=== Set task ===
Rewrite the lines below, changing each "Target" to "Item" and keeping everything else the same.

Lines from a point labeling set:
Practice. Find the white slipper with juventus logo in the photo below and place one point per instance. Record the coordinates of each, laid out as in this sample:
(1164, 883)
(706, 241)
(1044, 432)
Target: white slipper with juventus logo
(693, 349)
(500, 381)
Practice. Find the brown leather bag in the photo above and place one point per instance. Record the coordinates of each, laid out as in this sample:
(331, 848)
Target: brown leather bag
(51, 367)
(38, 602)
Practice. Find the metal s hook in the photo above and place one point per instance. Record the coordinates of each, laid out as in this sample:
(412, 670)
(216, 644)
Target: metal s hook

=== Exercise solution ===
Practice. Find the white slipper with juventus logo in the photo below and place one point per instance. Record the coordinates of each, laid out as in this sample:
(1164, 883)
(706, 241)
(1044, 432)
Item: white slipper with juventus logo
(693, 349)
(500, 381)
Practice. Find the brown leather bag in the photo above and place one point per instance. Record the coordinates of each, laid out as in this sample:
(331, 848)
Item: brown leather bag
(51, 367)
(38, 602)
Practice. Find the metal s hook in the photo above and place one point per instance. Record the coordinates of each, laid out as in this sample:
(412, 670)
(216, 644)
Item: metal s hook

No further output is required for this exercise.